Your goal: Copy out the data exactly, leaving the pictures behind.
::::
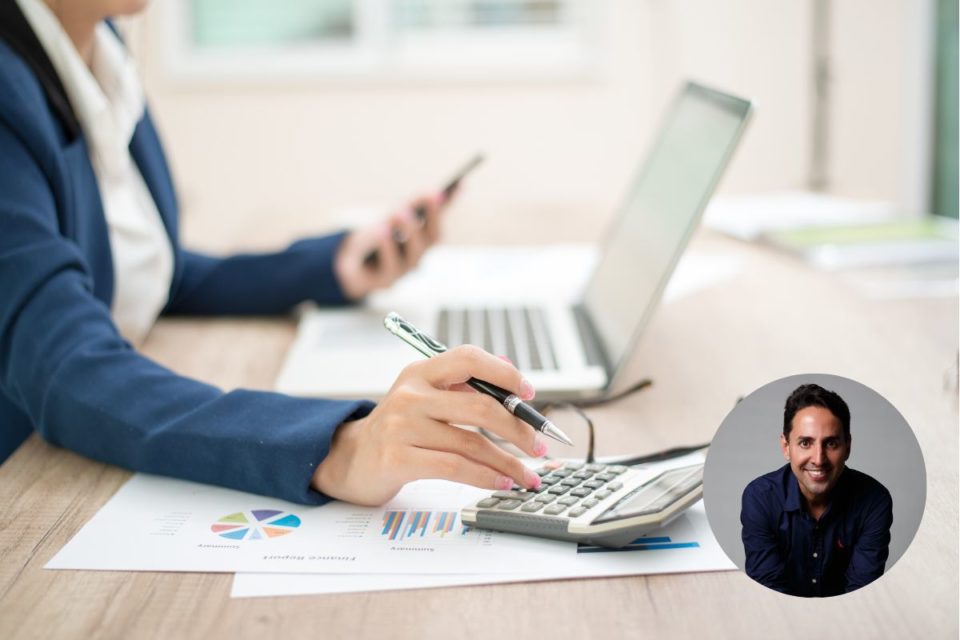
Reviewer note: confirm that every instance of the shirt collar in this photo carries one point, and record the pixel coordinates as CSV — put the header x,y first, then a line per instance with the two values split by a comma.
x,y
793,501
107,97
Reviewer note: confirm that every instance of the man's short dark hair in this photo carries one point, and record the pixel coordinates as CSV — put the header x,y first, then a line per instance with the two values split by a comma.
x,y
813,395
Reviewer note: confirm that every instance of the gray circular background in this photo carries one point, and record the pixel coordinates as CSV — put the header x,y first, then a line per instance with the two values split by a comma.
x,y
747,445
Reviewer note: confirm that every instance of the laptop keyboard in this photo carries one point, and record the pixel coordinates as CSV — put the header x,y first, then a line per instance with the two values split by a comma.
x,y
520,333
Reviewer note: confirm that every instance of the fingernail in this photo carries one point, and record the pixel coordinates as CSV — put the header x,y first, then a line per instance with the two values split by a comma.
x,y
526,390
531,479
539,446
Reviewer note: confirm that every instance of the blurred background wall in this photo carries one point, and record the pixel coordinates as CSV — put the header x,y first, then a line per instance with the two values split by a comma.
x,y
247,143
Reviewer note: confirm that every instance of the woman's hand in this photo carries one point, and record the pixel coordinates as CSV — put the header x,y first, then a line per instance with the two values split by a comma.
x,y
411,433
359,276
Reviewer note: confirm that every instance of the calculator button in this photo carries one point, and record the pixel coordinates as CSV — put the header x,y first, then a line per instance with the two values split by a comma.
x,y
522,496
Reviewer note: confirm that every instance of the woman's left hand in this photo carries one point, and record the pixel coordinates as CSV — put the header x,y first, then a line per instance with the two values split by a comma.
x,y
359,275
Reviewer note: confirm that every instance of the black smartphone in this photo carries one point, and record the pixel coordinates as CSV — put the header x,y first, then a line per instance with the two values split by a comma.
x,y
372,259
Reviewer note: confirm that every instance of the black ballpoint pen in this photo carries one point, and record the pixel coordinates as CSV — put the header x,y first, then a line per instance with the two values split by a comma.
x,y
430,347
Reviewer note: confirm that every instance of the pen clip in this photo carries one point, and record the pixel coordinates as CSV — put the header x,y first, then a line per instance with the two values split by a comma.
x,y
420,341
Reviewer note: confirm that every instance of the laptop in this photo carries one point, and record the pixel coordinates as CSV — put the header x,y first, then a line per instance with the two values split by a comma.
x,y
572,334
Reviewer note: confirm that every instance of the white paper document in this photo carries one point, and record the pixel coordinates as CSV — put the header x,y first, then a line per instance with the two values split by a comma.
x,y
161,524
686,546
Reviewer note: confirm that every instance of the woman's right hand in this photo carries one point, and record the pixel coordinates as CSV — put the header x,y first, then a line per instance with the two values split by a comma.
x,y
411,433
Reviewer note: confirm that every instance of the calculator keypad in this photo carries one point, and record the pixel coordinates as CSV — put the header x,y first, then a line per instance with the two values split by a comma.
x,y
570,489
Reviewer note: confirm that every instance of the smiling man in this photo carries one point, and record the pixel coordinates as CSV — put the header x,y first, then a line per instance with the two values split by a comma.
x,y
816,527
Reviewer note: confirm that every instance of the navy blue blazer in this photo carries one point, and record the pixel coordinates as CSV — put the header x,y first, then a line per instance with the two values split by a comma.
x,y
66,372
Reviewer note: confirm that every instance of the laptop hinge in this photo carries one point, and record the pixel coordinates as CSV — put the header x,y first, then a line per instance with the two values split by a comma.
x,y
592,346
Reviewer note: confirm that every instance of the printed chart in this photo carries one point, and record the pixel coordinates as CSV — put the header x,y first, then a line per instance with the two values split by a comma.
x,y
642,544
402,525
256,524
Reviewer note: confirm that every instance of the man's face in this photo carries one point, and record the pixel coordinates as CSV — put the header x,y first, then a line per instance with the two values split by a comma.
x,y
817,451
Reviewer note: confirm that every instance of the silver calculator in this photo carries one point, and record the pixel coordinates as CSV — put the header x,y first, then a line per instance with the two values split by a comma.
x,y
602,504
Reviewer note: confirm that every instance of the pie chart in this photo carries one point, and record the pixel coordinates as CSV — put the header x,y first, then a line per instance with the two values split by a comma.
x,y
257,524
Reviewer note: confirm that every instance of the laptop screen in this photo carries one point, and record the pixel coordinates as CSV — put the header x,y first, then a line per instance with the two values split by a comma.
x,y
659,215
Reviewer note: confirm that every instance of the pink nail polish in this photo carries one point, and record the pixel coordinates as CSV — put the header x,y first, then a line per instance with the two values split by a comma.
x,y
531,479
526,390
539,447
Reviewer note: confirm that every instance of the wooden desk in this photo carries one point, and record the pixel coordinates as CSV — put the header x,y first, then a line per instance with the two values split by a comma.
x,y
703,351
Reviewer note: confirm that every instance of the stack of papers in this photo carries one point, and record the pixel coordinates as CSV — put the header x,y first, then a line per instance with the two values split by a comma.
x,y
415,541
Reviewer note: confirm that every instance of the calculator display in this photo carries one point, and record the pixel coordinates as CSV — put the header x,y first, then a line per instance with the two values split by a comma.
x,y
656,495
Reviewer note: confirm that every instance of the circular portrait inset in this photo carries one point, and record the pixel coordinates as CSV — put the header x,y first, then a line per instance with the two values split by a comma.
x,y
814,485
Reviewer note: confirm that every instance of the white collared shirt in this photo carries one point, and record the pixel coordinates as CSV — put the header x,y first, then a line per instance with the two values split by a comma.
x,y
109,102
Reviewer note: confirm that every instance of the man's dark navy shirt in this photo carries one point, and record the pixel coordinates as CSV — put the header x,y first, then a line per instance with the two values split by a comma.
x,y
788,550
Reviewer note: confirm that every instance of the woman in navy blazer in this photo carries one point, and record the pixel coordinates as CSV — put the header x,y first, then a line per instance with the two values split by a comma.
x,y
66,372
::::
Task response:
Reviewer note: confirm that every instance of the shirt collar in this photo carries one point, and record the pixel coordinates as CSV — put the header x,y first, then a line per instance with the two values split by a comma.
x,y
793,501
107,97
Reviewer note: confirm that every instance of the man's short dark hair in this photo carries one point, and record the pixel coordinates as CSV — put the header x,y first, then a line per instance with the two values split by a comma.
x,y
813,395
Reviewer note: confirm that every instance of the gray circular background in this photo carries one point, and record the pixel coordinates as CSV — put the header x,y first, then a line per instance with the two values split by a comma.
x,y
747,445
Reviewer note: confirm that every instance of the laptop keyboard in this photo carries one point, and record the pixel coordinates as CSV — put the header x,y first, then a line per instance with the two values split by a comma.
x,y
520,333
Reviewer note: confirm that every instance of the fingernail in this photo carries one point, and record the pixel coordinates as CSV — put the header x,y first, then a line per instance with the two values split by a comma.
x,y
526,390
531,479
539,446
Reviewer note: confirm that every instance of the blurred background wall in this photo carries one point, and record the pixel coordinates as CSV — put the header x,y first, then a line per instance with the two values split by a comma.
x,y
247,143
Reviewer note: confirm that every instance of the woman's hand in this photo carries one point, and record the pixel coordinates as CSV — put the header x,y first, then a line per instance with the two values split by a comma.
x,y
411,433
359,276
Reviewer note: confirm that every instance of the calculator button in this photo carries one point, and record the pixel coordinates as CSV — put the header x,y first, then a line per instance with the two values split by a comma.
x,y
522,496
Reviewer note: confirm that every instance of the woman's left hand in this photo carries one point, and record the pixel coordinates as CSV — put the header x,y first, then a line per instance with the two values split by a comma.
x,y
359,275
Reviewer note: confirm that every instance of the black smartphone in this photo carries one point, and record the pixel coordinates as CSV — put the header x,y first, then a line per instance with the two values split by a comma.
x,y
372,259
Reviewer note: confirm that every instance of the black ballpoint pen in this photo carries one point, and record the pixel coordinates as CSV — put the header x,y first, then a line per instance with the two values split by a comma.
x,y
430,347
Reviewer note: confirm that every instance of the pen clip in this photo carries one point, and record the pixel coordinates as CSV — put the header x,y first, then a line per instance with the two values split by a comma.
x,y
420,341
Reviewer note: confirm that every instance of the laptop in this photo carries one point, and record the pixel coordinates as CSV — put the header x,y first, then a line per instance with the two values split by a comma.
x,y
572,334
Reviewer note: confirm that every instance of the white paper document in this photo carries one point, and record the pixel coordinates as CSV — put the header x,y first, then a line per instance with the two values split by a comma.
x,y
161,524
686,546
Reviewer note: confirm that every instance of the woman's right hand in this photo carries one point, and record the pixel coordinates as CSV — put the header x,y first, then a line per instance with the two values split by a comma.
x,y
411,433
Reviewer note: confirm that every instance of the calculator keypad in this photo carries one point, and record the pixel coordinates as CSV — put the header x,y first, then a line per instance with the two values split by a comma.
x,y
570,489
Reviewer note: confirm that every instance of the smiling man in this photo carries one point, and record the pixel coordinates as CSV — put the header x,y first, then a line per instance with the two values split by a comma.
x,y
816,527
Reviewer note: confirm that every instance of the navy blue blazer in this photo carries one point, and record the pixel coordinates as CSV — put the header x,y first, then a line per instance with the two values split by a comma.
x,y
66,372
Reviewer note: confirm that every instance of the laptop hinge in this photo carries one point, and record the pixel coordinates as CSV — put the header x,y first, then a line per instance with the two values split by a comma.
x,y
592,346
Reviewer note: confirm that every instance of the printed chart in this photo carries one point, and record the pixel coordinates as CSV — put the header x,y first, then a line per instance with the two values split by a comma.
x,y
642,544
402,525
256,524
Reviewer note: confirm that every instance of the man's face in this photo carries one point, and record the pixel coordinates as CSV — put the header x,y first, then a line per instance with the two values split by a comma.
x,y
817,451
Reviewer note: confirm that every instance of the silver calculator in this photo carries one point, and record the pixel coordinates as CSV — put the header x,y first, then a line per instance with the two values split by a comma.
x,y
602,504
Reviewer note: confirm that every instance of the pie chart in this photo carries one point, and record the pixel coordinates as CSV — put the header x,y first, then a line per instance with the two values split by a comma.
x,y
257,524
Reviewer note: confirm that every instance of the laptop screen in this photo carries one point, and record the pixel coordinates as CSV — put the header x,y first, then a line per instance with the two values split by a comma.
x,y
659,215
Reviewer note: confirm that every instance of the pink nail polish in this photo carries one point, and record the pixel coordinates as CSV — put the header x,y first, then a line per instance with the two values split by a comma.
x,y
531,479
526,390
539,447
Reviewer note: confirm that every instance of the wooden desk in this photo carries one point, and record the pixel coordinates as CSV — put the header x,y first, then a line per instance with the two values split by a comma.
x,y
703,351
Reviewer note: confirm that every instance of the stack of papers in this photo carries one point, and record the pixel coordinates as CSV — put the header x,y first, then a line per instance with the two values split by a comma.
x,y
415,541
Reviewer note: confirm that every instance of the calculator display in this photo carries one point, and record the pixel coordinates as CSV — put the header x,y first, then a line per instance with the two values split by a comma.
x,y
656,495
Reviewer note: confirm that every instance of the circular portrait inset in this photo carries one point, and record the pixel coordinates as CSV — put the header x,y first, then a line per instance with the two values split by a comma.
x,y
814,485
Reviewer note: confirm that every instance of the white collared shirt in this photo carries one point, and record the pixel coordinates as CSV — put the header x,y first, then a line per instance with the two values split by a comma.
x,y
109,102
Reviewer note: confirm that every instance of the man's dark navy shirt in this photo carries one point, and record the pixel coordinates as CSV — put the header x,y first, then a line per instance with the two values split by a comma.
x,y
788,550
Reviewer note: confirm that every instance of the woman in navy blazer in this photo carries one point, and record the pixel coordinates as CSV — put the header x,y first, then a line per instance with the two values split by a comma.
x,y
66,372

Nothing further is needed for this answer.